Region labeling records
--- BEGIN ---
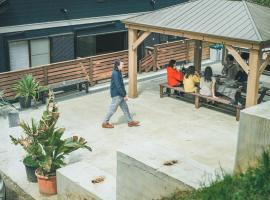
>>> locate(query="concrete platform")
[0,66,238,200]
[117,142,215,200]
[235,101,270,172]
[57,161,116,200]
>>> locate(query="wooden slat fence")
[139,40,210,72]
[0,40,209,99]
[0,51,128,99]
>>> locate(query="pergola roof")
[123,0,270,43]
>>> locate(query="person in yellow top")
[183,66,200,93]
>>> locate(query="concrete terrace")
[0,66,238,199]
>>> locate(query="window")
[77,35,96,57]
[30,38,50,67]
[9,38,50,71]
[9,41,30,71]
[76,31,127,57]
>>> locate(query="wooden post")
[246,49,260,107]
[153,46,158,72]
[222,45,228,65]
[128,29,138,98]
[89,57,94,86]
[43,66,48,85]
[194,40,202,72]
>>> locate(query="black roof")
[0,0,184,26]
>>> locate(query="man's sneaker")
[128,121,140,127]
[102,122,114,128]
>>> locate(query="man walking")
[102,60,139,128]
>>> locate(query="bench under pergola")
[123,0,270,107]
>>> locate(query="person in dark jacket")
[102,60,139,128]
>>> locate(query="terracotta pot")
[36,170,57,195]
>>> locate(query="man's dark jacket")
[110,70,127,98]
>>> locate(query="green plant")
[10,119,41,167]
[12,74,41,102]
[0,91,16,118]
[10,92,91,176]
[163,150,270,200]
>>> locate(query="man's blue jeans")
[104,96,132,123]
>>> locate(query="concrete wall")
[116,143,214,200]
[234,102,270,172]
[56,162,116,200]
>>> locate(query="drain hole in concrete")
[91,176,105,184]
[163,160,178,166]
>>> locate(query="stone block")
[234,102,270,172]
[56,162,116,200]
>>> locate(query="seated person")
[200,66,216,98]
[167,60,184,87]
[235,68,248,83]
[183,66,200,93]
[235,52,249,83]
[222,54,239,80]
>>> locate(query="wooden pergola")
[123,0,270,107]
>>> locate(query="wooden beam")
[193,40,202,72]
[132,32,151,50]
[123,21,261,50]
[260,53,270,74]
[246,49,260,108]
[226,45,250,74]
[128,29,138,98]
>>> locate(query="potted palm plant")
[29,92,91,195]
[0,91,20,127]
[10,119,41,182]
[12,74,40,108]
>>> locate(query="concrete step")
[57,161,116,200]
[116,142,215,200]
--- END ---
> **BRIEF**
Find each line in the material above that contains the string "jacket" and copy those lines. Case counts.

> **RESPONSE**
>>> locate(query="person in dark jacket")
>>> locate(query="man's dark jacket")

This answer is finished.